◆ TASK LIST ◆
**A)** Reproduce the passage of the article on Internet bee information between "The UK and Ireland" and "America are Africanised.", inclusive.
**B)** According to the article on Internet bee information, what share of Dark European Honey Bee genes do bees in the USA generally carry?

-- EXTRACT PROVIDED follows --

The BeeHolder, April 2011
Dave was a generous man who produced a website to help beekeepers. Throughout the world Dave’s website became the first port of call when needing bee advice. Rather than extol his virtue let this piece of writing by Dave himself serve as his memorial. His site is being preserved and will remain a treasure for beekeepers everywhere.
Tony Shaw
The usefulness of Internet information
Many beginning beekeepers use the internet as their first port of call when looking for information, but all beekeepers use the internet at some time or other. This can give some misleading information to the unwary as, indeed, can many books and research papers which can sometimes give a narrowly focused view.
Let me explain that bee research is carried out in many different parts of the world, mainly using the bees that are locally available to the researchers. Bees are not all the same, all races have different characteristics and behaviour an
d exist in various degrees of racial purity, so information gathered and conclusions drawn in any particular study cannot be applied universally to all other bees and circumstances.
The UK and Ireland have a population that contains a large proportion of Dark European Honey Bee genes and as such are very different in behaviour to the majority of bees commonly studied by scientists, so we have to be particularly careful about interpreting and applying information that we read in books and gather from the internet.
When reading papers and books you should try to fix in your mind where the bees concerned were and what racial type they may have been. For instance, in USA the bees are generally a mixture of Italian and Carniolan types, with less than three percent Dark European Honey Bee genes; parts of Germany can be Carniolan or Dark European; Slovenia and Czech Republic are almost exclusively Carniolan – and many parts of South America are Africanised.
There is another problem with online information, in that the internet is not policed, so Joe beekeeper can promote his favourite theory just as easily as a university researcher can publish genuine research. There are no checks as to whether the information is right or wrong so that someone who is a glib writer may easily promote misinformation just as easily as accurate data. Books pose other, additional problems in interpretation. During the period either side of year 1900, many of the beekeeping authors were members of the clergy, some of whom imparted a religious or moral 'spin' to their information. However the main problem with books is the propagation of inaccurate information, which in turn is repeated in subsequent books written by others that have done their learning from the earlier books. The fact that said piece of inaccurate information occurs in several books then lends weight for such information to be believed. There is another tendency with belief of printed texts and that is that 'it must be true because it has been published'.
I cannot give you any method of sorting the wheat from the chaff other than by improving your own education on bee matters. The best way of achieving this is by attending meetings, lectures and conferences and getting to know the researchers and lecturers themselves, so that you can ask them direct questions. This requires an investment in time and sometimes incurs travel costs, but over a few years you will gain enough knowledge to make sensible judgment on what you are reading. This process is also fun and you will meet many beekeepers in the process. I visit many conferences every year. I also get to meet many beekeepers as I also do a bit of lecturing. I have thoroughly enjoyed the last ten years, during which I have attended hundreds of conferences and have met thousands of beekeepers from all over the world. I hope you all get as much enjoyment from your own self education as I have had during mine.

-- EXTRACT PROVIDED concluded --
-- ENTRIES SUPPLIED follows --

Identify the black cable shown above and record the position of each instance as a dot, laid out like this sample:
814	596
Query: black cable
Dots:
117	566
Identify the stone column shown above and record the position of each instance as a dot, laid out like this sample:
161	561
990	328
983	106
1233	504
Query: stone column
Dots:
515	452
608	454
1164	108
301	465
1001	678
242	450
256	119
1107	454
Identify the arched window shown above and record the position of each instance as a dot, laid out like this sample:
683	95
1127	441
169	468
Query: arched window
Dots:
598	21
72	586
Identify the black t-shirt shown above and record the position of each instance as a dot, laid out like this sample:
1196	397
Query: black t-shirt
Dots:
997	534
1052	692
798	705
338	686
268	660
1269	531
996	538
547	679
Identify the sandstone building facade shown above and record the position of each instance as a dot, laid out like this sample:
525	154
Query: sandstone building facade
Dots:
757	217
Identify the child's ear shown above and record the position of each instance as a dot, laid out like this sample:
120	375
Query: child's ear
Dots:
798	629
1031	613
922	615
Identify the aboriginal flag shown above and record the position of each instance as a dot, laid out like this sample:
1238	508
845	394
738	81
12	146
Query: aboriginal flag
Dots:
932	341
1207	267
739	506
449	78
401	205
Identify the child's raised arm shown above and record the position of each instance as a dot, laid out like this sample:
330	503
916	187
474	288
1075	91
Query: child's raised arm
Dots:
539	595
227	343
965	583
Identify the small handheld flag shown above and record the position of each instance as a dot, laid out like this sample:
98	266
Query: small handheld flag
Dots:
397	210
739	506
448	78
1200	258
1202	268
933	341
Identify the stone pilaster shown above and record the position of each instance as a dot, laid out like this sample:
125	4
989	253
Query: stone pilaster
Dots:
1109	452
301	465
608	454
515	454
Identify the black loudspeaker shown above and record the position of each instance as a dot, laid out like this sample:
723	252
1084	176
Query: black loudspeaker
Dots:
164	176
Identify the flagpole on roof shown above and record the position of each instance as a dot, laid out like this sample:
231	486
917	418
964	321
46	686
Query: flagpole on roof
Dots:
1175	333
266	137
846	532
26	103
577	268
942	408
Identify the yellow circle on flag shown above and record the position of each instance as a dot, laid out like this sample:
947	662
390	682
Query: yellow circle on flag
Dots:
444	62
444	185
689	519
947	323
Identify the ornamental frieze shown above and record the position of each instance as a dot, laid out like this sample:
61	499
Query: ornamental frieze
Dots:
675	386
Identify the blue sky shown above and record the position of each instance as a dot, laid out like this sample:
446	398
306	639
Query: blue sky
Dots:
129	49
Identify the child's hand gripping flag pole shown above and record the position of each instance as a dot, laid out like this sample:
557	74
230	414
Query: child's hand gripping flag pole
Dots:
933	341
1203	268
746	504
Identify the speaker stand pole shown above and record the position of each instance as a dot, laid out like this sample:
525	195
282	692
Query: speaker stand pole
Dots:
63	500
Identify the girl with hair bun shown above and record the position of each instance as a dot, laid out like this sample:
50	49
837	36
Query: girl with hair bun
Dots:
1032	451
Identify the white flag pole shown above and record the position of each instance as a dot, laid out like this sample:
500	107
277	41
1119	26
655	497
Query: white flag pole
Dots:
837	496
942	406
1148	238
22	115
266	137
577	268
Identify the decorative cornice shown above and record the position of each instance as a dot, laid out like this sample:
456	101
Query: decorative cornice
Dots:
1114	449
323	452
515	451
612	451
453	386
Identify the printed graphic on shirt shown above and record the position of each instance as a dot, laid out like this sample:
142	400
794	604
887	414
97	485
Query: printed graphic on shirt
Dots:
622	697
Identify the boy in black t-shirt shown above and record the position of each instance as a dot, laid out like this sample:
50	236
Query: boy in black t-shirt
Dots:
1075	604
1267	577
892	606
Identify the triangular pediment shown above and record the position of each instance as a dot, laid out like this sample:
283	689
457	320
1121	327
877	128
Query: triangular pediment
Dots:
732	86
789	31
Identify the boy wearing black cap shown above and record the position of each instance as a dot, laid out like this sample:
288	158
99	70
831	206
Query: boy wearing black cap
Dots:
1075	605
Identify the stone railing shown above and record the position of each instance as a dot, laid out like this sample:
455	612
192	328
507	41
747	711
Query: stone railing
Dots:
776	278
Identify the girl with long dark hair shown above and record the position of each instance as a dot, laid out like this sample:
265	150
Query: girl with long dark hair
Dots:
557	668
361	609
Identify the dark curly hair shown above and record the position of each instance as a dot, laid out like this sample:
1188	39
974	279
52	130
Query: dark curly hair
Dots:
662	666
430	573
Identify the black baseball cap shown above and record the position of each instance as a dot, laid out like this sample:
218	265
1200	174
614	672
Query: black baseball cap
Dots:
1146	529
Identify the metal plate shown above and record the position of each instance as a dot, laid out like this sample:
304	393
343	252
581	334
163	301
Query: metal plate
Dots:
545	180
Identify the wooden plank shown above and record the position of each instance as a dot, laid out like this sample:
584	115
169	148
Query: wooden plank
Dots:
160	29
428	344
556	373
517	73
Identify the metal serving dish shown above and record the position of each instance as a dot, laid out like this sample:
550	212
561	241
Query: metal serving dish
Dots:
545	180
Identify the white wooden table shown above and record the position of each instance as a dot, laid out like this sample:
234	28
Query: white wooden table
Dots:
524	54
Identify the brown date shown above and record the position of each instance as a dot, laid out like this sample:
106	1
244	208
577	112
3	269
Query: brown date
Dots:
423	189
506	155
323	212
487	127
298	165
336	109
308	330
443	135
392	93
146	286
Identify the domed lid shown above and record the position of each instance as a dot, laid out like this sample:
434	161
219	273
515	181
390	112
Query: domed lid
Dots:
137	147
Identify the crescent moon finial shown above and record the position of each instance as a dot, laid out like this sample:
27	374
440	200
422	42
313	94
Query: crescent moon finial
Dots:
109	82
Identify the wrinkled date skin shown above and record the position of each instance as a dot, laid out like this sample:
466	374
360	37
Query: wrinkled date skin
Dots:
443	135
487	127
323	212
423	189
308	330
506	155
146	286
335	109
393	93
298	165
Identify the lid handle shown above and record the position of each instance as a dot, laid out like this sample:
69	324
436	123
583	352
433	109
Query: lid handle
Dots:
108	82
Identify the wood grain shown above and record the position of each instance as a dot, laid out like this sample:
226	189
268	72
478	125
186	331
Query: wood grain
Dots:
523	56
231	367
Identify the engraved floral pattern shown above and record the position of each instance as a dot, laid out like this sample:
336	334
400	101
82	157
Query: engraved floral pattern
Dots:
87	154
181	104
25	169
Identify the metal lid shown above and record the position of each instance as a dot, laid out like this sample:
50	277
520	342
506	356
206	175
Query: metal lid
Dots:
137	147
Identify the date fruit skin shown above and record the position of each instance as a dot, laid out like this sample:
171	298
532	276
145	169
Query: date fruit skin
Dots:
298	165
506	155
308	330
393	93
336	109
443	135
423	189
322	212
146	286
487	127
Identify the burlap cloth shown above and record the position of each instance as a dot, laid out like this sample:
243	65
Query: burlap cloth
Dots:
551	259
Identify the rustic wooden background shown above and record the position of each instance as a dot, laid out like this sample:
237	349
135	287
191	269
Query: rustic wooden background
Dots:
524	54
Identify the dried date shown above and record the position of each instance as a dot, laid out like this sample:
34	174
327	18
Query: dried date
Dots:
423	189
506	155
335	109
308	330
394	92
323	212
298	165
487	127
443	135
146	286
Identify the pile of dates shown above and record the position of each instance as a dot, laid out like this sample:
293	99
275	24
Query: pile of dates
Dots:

-- ENTRIES SUPPLIED concluded --

◆ ANSWERS GIVEN ◆
**A)**
The UK and Ireland have a population that contains a large proportion of Dark European Honey Bee genes and as such are very different in behaviour to the majority of bees commonly studied by scientists, so we have to be particularly careful about interpreting and applying information that we read in books and gather from the internet.
When reading papers and books you should try to fix in your mind where the bees concerned were and what racial type they may have been. For instance, in USA the bees are generally a mixture of Italian and Carniolan types, with less than three percent Dark European Honey Bee genes; parts of Germany can be Carniolan or Dark European; Slovenia and Czech Republic are almost exclusively Carniolan – and many parts of South America are Africanised.

**B)** Less than three percent.